RECORDED INFORMATION START

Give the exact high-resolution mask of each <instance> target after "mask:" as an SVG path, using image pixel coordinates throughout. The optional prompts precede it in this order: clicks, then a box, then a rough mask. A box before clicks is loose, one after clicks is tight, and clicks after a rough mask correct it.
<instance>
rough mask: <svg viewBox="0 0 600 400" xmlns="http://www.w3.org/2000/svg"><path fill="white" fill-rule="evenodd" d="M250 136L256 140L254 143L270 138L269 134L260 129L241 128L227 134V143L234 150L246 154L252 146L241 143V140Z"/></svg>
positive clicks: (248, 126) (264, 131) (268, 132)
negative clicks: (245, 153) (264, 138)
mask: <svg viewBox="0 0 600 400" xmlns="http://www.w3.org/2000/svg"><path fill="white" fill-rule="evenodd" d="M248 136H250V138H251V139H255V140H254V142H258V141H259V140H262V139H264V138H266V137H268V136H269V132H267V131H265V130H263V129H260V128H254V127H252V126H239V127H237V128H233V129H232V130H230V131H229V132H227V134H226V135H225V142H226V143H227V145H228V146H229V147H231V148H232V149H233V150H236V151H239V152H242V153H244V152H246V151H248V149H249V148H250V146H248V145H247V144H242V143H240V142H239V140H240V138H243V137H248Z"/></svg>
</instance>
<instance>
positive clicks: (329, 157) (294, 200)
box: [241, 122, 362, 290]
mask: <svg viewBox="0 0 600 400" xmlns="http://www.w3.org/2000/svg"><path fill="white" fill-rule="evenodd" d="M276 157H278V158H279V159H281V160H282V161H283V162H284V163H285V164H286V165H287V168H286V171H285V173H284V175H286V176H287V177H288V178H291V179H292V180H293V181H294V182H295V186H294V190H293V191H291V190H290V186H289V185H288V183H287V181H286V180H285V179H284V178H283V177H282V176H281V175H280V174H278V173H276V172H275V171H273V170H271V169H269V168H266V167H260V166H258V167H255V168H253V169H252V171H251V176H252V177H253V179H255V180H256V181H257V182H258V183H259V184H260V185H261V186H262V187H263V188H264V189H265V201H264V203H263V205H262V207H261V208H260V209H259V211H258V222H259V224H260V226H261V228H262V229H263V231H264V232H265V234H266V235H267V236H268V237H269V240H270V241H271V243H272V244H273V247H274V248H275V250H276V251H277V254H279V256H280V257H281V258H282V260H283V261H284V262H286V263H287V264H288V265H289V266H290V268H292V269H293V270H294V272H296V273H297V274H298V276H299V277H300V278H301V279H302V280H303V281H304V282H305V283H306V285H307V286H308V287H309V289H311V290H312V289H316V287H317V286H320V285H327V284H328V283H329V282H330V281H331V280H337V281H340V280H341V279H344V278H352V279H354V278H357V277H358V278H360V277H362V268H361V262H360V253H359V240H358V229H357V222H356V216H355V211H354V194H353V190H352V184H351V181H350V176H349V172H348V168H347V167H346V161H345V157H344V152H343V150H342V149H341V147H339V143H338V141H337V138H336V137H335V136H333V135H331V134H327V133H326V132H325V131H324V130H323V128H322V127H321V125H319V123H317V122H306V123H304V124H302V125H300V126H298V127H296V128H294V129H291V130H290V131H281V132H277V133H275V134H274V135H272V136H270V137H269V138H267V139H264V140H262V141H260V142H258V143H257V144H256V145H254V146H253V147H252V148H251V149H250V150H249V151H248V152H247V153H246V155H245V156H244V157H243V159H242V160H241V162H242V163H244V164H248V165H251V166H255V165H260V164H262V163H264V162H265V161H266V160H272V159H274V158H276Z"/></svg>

RECORDED INFORMATION END
RECORDED INFORMATION START

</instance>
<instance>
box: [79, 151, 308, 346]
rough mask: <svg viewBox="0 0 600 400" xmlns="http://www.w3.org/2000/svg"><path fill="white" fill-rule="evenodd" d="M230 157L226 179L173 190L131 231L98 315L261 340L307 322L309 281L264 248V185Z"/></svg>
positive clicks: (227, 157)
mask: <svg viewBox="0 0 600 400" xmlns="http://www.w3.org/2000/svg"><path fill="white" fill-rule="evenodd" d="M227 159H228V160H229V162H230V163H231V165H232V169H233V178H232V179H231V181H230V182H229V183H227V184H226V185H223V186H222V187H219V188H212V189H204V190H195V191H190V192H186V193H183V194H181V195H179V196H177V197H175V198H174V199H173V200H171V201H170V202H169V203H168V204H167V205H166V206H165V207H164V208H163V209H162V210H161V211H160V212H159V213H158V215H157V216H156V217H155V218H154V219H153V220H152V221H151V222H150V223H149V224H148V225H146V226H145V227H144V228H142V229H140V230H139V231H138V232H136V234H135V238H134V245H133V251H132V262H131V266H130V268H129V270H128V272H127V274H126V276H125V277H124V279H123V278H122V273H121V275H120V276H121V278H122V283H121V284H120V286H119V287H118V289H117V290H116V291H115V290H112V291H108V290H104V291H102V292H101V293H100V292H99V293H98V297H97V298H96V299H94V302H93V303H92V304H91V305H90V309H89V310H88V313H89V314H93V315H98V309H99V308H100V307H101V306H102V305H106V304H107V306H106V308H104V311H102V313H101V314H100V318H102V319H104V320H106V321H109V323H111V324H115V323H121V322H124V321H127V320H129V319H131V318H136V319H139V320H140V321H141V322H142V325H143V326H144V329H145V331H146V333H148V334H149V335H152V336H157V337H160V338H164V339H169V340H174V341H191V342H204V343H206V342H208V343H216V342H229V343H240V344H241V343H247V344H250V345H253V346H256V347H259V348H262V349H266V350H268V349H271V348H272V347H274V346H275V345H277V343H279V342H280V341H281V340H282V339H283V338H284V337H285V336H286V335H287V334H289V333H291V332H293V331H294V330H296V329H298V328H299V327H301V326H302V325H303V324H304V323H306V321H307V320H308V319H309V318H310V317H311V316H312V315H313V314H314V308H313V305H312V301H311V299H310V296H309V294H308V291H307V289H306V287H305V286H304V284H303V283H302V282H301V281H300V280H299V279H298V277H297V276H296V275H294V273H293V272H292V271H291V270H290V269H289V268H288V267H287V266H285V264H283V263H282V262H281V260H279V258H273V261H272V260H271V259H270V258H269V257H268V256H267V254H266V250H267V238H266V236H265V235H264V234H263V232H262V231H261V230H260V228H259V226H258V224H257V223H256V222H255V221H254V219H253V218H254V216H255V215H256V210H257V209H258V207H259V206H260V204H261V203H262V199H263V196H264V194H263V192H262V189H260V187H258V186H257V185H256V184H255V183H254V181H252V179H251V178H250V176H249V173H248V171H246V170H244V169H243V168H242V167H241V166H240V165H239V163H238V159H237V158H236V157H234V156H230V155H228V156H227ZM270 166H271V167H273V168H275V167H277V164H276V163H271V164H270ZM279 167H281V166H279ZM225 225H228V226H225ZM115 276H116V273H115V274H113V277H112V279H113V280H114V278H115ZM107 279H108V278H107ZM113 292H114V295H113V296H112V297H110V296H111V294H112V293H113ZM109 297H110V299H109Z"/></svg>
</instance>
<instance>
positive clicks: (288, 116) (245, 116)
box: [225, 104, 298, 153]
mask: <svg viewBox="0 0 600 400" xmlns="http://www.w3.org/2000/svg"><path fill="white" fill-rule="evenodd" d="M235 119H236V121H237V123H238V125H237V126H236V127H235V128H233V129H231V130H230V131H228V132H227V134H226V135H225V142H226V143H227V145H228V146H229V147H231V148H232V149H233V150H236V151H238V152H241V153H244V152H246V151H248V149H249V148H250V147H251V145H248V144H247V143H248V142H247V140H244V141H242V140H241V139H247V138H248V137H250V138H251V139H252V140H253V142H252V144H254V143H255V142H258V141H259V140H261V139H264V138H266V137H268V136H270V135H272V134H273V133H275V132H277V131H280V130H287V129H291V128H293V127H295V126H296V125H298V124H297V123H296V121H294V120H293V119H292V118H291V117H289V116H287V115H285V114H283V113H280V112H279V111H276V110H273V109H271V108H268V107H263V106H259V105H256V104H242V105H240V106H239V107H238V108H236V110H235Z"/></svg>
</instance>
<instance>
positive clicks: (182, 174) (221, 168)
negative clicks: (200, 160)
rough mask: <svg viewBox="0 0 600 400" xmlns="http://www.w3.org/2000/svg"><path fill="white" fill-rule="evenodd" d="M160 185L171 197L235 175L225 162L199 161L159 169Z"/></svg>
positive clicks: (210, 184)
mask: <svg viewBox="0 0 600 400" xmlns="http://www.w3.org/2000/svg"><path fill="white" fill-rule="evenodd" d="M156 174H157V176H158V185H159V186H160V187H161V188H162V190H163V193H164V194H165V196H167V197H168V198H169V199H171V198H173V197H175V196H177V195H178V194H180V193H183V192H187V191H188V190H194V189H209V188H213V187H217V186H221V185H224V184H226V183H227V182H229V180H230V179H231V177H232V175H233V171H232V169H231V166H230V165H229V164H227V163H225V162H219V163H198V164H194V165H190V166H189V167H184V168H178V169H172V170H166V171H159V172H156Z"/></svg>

RECORDED INFORMATION END

▸ BRIEF: How many lines in the items above contain the string "positive"? Reply with the number only.

▸ SOLVED EXERCISE: 6